> _AIM_
Reproduce each of the following rows word for word, from the first through the last.

> _DATA FOR THE TASK_

____

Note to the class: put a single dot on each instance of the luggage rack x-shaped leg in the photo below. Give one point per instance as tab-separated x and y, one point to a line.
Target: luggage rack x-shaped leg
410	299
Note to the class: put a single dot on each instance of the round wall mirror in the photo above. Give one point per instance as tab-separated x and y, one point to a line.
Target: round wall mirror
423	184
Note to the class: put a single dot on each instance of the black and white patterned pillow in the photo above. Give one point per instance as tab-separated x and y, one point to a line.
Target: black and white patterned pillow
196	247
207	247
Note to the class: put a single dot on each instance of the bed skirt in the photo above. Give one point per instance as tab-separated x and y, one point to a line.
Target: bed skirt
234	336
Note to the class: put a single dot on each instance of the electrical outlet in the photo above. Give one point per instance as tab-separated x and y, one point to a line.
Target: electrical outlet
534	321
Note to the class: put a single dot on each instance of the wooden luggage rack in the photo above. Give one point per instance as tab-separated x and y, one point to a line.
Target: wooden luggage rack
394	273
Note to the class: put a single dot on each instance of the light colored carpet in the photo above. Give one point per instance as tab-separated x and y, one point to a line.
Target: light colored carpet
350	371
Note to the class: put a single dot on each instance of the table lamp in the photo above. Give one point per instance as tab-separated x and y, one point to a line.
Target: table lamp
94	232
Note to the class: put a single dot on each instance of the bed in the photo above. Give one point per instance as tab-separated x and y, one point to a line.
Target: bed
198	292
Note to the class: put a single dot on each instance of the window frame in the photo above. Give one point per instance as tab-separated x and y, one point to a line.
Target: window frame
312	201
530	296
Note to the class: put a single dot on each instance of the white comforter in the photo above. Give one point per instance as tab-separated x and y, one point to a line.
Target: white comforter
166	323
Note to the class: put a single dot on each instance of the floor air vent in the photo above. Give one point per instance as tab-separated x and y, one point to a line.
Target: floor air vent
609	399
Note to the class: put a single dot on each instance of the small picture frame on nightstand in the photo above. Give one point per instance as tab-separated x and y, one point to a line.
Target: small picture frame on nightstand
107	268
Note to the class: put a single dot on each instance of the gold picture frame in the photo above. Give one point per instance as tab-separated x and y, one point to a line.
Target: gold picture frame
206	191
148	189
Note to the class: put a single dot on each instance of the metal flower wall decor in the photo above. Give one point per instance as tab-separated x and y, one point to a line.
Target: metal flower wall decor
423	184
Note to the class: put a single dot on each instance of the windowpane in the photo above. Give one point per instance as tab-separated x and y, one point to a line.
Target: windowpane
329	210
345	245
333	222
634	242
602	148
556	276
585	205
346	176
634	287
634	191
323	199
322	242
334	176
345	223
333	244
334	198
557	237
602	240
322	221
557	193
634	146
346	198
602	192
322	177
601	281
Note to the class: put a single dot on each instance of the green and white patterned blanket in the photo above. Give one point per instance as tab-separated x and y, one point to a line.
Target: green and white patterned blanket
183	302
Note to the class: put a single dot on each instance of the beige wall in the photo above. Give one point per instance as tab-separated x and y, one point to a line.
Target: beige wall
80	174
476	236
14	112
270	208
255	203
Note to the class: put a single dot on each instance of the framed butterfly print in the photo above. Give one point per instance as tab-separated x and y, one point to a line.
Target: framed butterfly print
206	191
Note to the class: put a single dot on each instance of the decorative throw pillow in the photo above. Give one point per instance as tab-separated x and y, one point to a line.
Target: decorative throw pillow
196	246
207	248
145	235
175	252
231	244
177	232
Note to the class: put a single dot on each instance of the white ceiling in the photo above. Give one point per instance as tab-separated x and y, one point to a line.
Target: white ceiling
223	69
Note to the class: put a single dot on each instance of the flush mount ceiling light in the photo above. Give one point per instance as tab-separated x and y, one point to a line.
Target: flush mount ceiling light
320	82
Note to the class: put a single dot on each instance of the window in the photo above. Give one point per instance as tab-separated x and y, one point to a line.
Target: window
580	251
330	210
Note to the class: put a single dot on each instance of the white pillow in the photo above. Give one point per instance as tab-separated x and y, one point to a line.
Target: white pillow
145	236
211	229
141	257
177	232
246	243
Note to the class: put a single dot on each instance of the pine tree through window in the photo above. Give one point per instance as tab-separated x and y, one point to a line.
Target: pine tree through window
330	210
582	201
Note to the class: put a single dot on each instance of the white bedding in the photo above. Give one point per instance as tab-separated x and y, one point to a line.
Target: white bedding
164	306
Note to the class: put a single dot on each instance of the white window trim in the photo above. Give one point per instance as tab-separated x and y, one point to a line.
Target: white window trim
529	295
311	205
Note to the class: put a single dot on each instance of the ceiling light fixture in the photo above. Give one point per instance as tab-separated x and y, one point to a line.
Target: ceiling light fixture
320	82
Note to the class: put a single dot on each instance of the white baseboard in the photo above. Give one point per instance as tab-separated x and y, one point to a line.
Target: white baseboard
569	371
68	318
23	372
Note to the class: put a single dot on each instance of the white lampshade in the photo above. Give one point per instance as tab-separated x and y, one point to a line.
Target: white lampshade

____

> _RESULT OF THIS EXERCISE_
Note to the class: put a single dot on each instance of the luggage rack x-shaped leg in the photo below. Give one point per instance as tab-separated x and y, one point to a line.
Target: luggage rack x-shaped leg
410	299
Note to the class: put a single dot on each instance of the round wall mirror in the photo above. Give one point per instance as tab-separated x and y, one point to a line.
Target: round wall mirror
423	184
Note to the class: put a single dot on each instance of the black and white patterned pillow in the photo above. Give one point per instance as tab-separated x and y, one point to a line.
Target: black and white patterned pillow
196	247
207	247
Note to the class: put a single dot on each instance of the bed skirt in the photo above. Give one point per instance as tab-separated x and y, one point to a line.
Target: bed skirt
234	336
Note to the class: put a single dot on each instance of the electrical outlet in the photo above. Give one point per instance as tab-separated x and y, one point to a line.
Target: electrical outlet
534	321
Note to the class: put a single dot on each instance of the wooden luggage rack in the photo above. Give one point per instance as tab-separated x and y, one point to a line.
Target: wooden luggage rack
394	273
Note to the class: put a single dot on each instance of the light colored carpet in the photo above. Give one point per instance as tab-separated x and y, one point to a line.
Target: light colored carpet
350	371
Note to the class: put a single dot on each instance of the table lamp in the photo above. Give one point per instance as tab-separated x and y, one point to a line.
Target: table lamp
94	232
Note to the class: put a single dot on each instance of the bed in the photo above. Give one point per instance as tab-separated x and y, one point to a line.
Target: bed
198	292
Note to the class: put a single dot on each instance of the window frame in the photo above. Give one point per instance as tab-separated x and y, one point to a line.
Target: window frame
312	201
530	296
Note to the class: put a single dot on each instance of the white comforter in the photo above. Give one point per instance as tab-separated x and y, one point to a line.
Target: white comforter
166	323
Note to the class: put a single dot on each instance of the floor air vent in the photo above. Give one point per instance as tab-separated x and y, one point to a line.
Target: floor air vent
609	399
Note to the class: put a single dot on each instance of the small picture frame on nightstand in the photo above. Give one point per instance as tab-separated x and y, one point to a line.
Target: small picture frame on nightstand
107	268
Note to the class: put a single dot on each instance of the gold picture frame in the photo above. Give one point per instance as tab-separated x and y, one point to a line.
Target: gold picture frame
206	191
148	189
Note to the class: put a single dot on each instance of the metal flower wall decor in the photo above. Give one point per instance as tab-separated x and y, one point to a line.
Target: metal flower wall decor
423	184
Note to the class: put a single dot on each instance of the windowpane in the photo above. Give one point per instance as tab-separated x and y, one point to a line.
Target: windowpane
329	210
345	245
333	222
634	242
602	148
556	276
585	205
346	176
634	287
634	191
323	199
322	242
334	176
345	223
333	244
334	198
557	237
602	240
322	221
557	193
634	146
346	198
602	192
322	177
601	281
Note to the class: put a single dot on each instance of the green and white patterned blanket in the photo above. Give one point per instance as tab-separated x and y, one point to a line.
Target: green and white patterned blanket
183	302
Note to the class: put a single dot on each instance of the beige wall in the photo above. Give one point per instance as tab-separated x and y, one point to a line.
Target: beige wall
80	174
476	236
14	112
270	208
255	203
Note to the class: put a single dot on each instance of the framed butterfly print in the photo above. Give one point per instance as tab-separated x and y, one point to a line.
Target: framed butterfly print
206	191
Note to the class: put a single dot on each instance of the decorative throw pillow in the photo above. Give one point per instance as tab-separated x and y, one point to a line.
Target: decorative throw pillow
196	246
207	248
145	235
175	252
231	244
177	232
Note to the class: put a single dot on each instance of the white ceiling in the photo above. Give one point per instance as tab-separated x and y, one point to a line.
Target: white ceiling
223	69
Note to the class: put a single dot on each instance of the flush mount ceiling light in the photo above. Give one point per instance as tab-separated x and y, one point to a line.
Target: flush mount ceiling light
320	82
Note to the class: put a single dot on each instance of the window in the photo above. Give one point per instance as tab-separated x and y, one point to a line.
Target: window
580	251
330	210
Note to the class: put a single dot on each instance of the white pillow in the photo above. Give one point per instance as tab-separated x and y, one point to a line.
Target: white pillow
145	236
211	229
141	257
177	232
246	243
Note to the class: put a single dot on each instance of the pine tree through window in the photo above. Give one point per instance as tab-separated x and y, one point to a line.
Target: pine tree through window
330	210
582	201
Note to the class: put a single dot on each instance of the white bedding in the photo above. Give one point per instance as tab-separated x and y, one point to a line.
Target: white bedding
164	306
Note to the class: put a single dot on each instance of the white window trim in the photo above. Give one point per instance as tab-separated x and y, one point to a line.
Target: white window trim
529	295
311	205
Note to the class: put a single dot on each instance of the ceiling light fixture in the photo above. Give one point per instance as tab-separated x and y, one point to a line.
Target: ceiling light fixture
320	82
Note to the class: put a single dot on each instance of the white baseboard in the photo above. Give one point per instance as tab-separated x and y, one point to a line.
Target: white baseboard
569	371
68	318
23	372
Note to the class: put a single dot on each instance of the white lampshade in the photo above. Give one point per instance as tab-separated x and y, one point to a line.
Target: white lampshade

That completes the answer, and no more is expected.